=== Goal 1 ===
Do statements (a), (b) and (c) agree with the Napa cabernet text? Answer yes or no for each, and quote the text's deciding words exactly. (a) Cabernet got its start in Italy. (b) For decades, collectors would not open a classic bottle of cabernet younger than 20 years. (c) The writer accepts the view that in California every year is a vintage year.
=== Goal 2 ===
Carry on the Napa cabernet text from the point where it stops.
***** Quoted text
NAPA VALLEY, Calif. – My interest in wine includes a love of numerous styles, including offerings from a dozen countries made in copious designs. And it all began for me more than 50 years ago with Napa Valley cabernet sauvignon.
Cabernet is a grape variety that also produces some of the finest aging red wines in the world. Starting in France’s Bordeaux region, cab now includes fine red wines growing in Italy, Australia, New Zealand and numerous other places where the warm climates and sound soils permit classic kinds of wine to be produced.
Historically, cabernet-based wines were always considered to be fascinating because they were intriguing and challenging when young, but almost never were they considered to be really drinkable early on. This is a grape that is widely understood to be best only after some aging time in the bottle. Few other grape varieties call for as much time to develop.
“I consider this to be the most impressive and under-appreciated vintage in the Napa Valley since I began looking at its wines.” — Dan Berger on 1995
Aging cabernet is an almost magical process. For decades, collectors of cabernet never considered opening a classic bottle unless it was at least 20 years old, especially when it came from a great vintage. And for decades what constituted a great vintage varied from year to year based on weather conditions.
As the old saying goes, everyone speaks about the weather, but no one does anything about it. In general, soil and weather create the variations in wine. And the more people know about grapes and how to grow them, the more we also know about how to avoid some of the worst aspects of weather.
As the decades moved along, wine country areas such as the Napa Valley, Western Australia and Columbia Valley in Washington have had fewer weather problems, allowing for more consistency in the way wines of many grape varieties can be produced.
Although global climate change may present significant problems for cabernet in the future, for now and for the last three decades, horrible weather conditions on the West Coast have largely been avoided. It is one reason that roughly 30 years ago I heard people say (incorrectly), “In California, every year is a vintage year.”
**********
***** Given information
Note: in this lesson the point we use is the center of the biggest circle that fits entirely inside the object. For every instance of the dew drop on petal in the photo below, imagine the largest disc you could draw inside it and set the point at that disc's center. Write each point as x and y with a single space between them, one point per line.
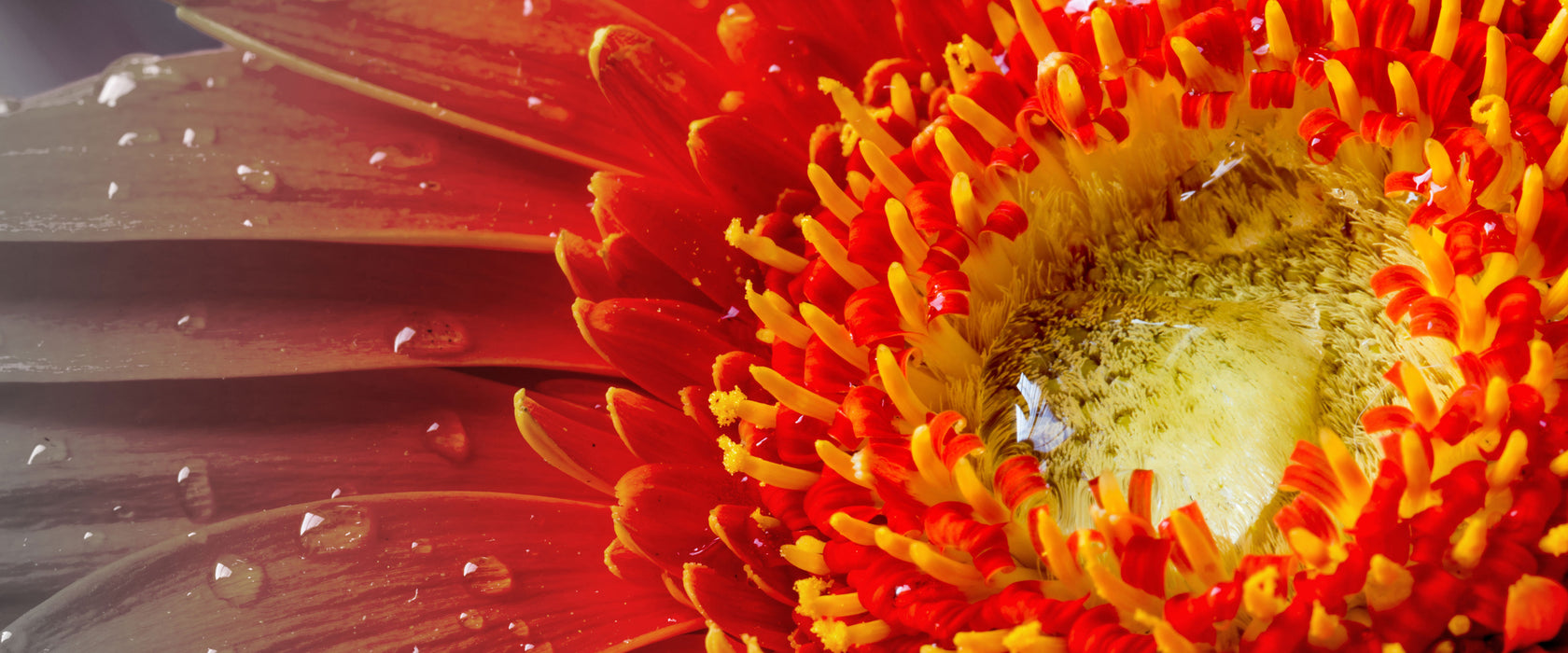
**********
=== Result 1 ===
(a) No: "Starting in France’s Bordeaux region"
(b) Yes: "collectors of cabernet never considered opening a classic bottle unless it was at least 20 years old"
(c) No: "I heard people say (incorrectly), “In California, every year is a vintage year.”"

=== Result 2 ===
In comparison to Continental-climate Bordeaux, that may seem to have been the case here. Take, for example, the two decades of 1960 through 1980 in Bordeaux when several vintages were considered to be very poor, making tannic, earthy, unpleasant wines. (The French have had far fewer problematic years since then.) In the last 60 years, only one vintage in California was considered a complete disaster for cabernet: 1972.
The sunny, Mediterranean-like climate in California has almost always regularly produced good (fruity) cabernets. For the purpose of gaining mature flavors after bottle aging, however, it was usually said that West Coast wines couldn’t hold a candle to Bordeaux.
But Napa and several other U.S. areas have since proven that incorrect. Great vintages occur when weather conditions are ideal, but it certainly is not only about sunlight and heat. A good vintage usually does not occur when there is excessive heat toward the end of the harvest period.
Winemakers I respect, like the great André Tchelistcheff, do not like to add acid in a hot vintage to correct for deficiencies. Instead, they constantly walk the vineyards throughout the growing year to see how their grapes are doing. It is why growers often refer to their grapes as their children.
Creating a vintage chart for any wine region is a task that requires averaging a complex set of parameters. Take 1984 and 1985 in California. In some areas of Napa, the former vintage was seen as better; in other areas, the latter was. Winemakers love to debate these dichotomies.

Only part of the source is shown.